[Brano]

---------------

Lola Mk6GT, ossia la mamma della Ford GT40
All’ombra della scintillante carriera sportiva della Ford GT40, che nella seconda metà degli anni ’60 ha dettato legge nella 24 Ore di Le Mans, si nasconde la storia di un’auto che conoscono in pochi, ma che ha fornito un contributo fondamentale al filotto di quattro successi consecutivi, dal 1966 al 1969, che ha fatto della granturismo anglo-americana una delle regine indiscusse delle corse di durata.
TOC-TOC, QUI È LA LOLA? Il successo della Ford GT40 non è arrivato per caso e non è stato immediato. Appena nata, nel 1964, l’auto aveva problemi di aerodinamica, con una certa tendenza del muso a sollevarsi alle alte velocità, e anche a livello strutturale c’era parecchio da lavorare. Mettere i bastoni tra le ruote della Ferrari e batterla nella 24 Ore di Le Mans era diventata una specie di missione personale per Henri Ford II, dopo che, nel 1963, la sua proposta di rilevare l’azienda del cavallino rampante era stata respinta dal Drake, ma il gap nei confronti dei bolidi di Maranello era ancora importante. Per essere vincente, la GT40 aveva bisogno dell’esperienza di qualcuno con le corse nel Dna, e in Inghilterra, dove la casa americana aveva messo in piedi una sussidiaria dedicata allo sviluppo della vettura, c’era l’uomo giusto a cui chiedere una mano: Eric Broadley, il numero uno della Lola.

---------------

[Esercizi]
**a)** Rispondi a queste domande sul brano dedicato alla Lola Mk6GT.
(i) In quali anni si colloca la serie di quattro successi consecutivi della Ford GT40?
(ii) In che anno era stata respinta la proposta di Henri Ford II di rilevare l'azienda del cavallino rampante?
(iii) Chi era il numero uno della Lola?
**b)** Traduci in inglese questa frase del brano: "Il successo della Ford GT40 non è arrivato per caso e non è stato immediato."
Le voci che seguono sono materiale a sé, indipendente dal brano.

[Insieme di dati]
---------------

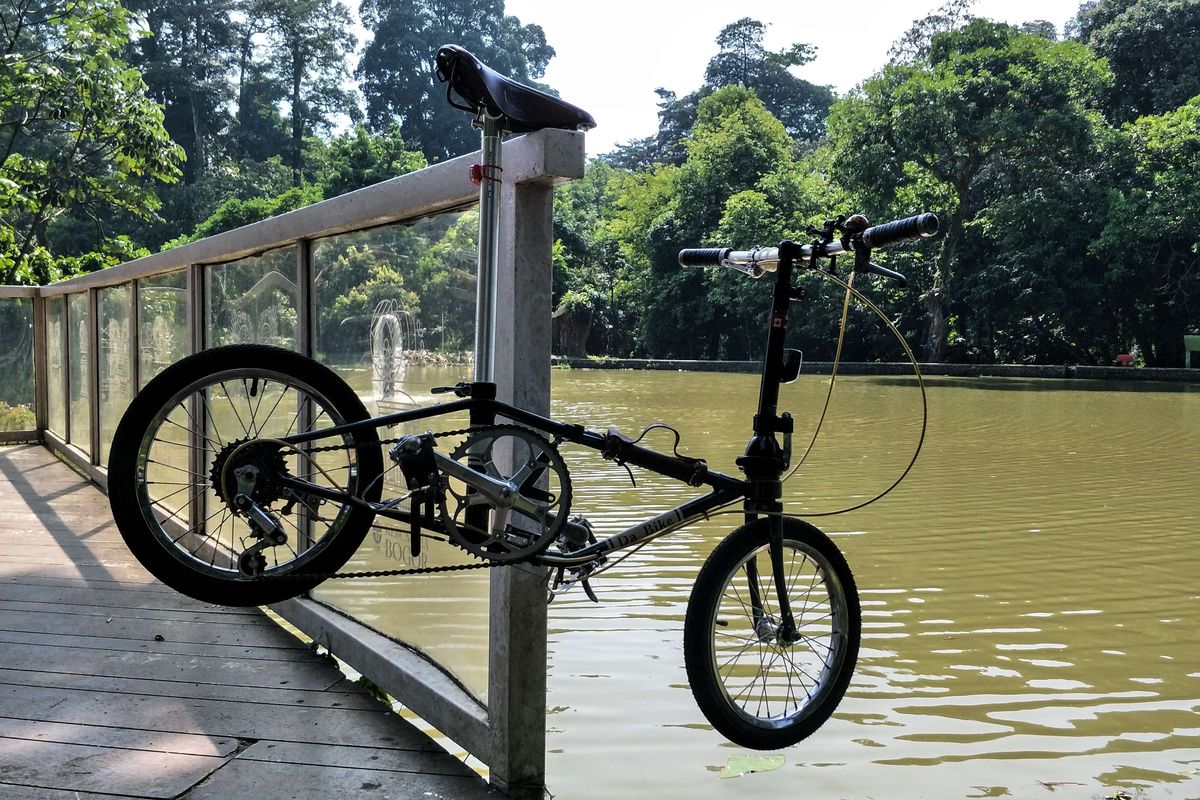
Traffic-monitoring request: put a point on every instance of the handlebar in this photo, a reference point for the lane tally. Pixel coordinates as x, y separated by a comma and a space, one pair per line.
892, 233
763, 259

---------------

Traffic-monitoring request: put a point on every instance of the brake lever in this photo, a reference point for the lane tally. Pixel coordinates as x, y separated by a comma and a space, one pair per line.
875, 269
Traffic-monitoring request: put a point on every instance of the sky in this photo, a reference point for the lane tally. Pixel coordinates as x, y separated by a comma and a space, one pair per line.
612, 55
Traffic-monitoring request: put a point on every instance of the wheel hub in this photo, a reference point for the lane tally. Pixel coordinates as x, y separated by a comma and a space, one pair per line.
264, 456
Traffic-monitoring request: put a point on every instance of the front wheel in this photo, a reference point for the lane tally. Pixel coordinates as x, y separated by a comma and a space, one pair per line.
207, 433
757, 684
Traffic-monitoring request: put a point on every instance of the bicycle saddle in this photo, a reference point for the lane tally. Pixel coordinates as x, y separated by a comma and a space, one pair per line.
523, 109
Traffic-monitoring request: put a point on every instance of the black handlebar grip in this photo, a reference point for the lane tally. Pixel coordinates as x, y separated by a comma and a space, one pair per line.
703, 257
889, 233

---------------

[Soluzioni]
**a)**
(i) Dal 1966 al 1969.
(ii) Nel 1963.
(iii) Eric Broadley.

**b)** The success of the Ford GT40 did not come about by chance, nor was it immediate.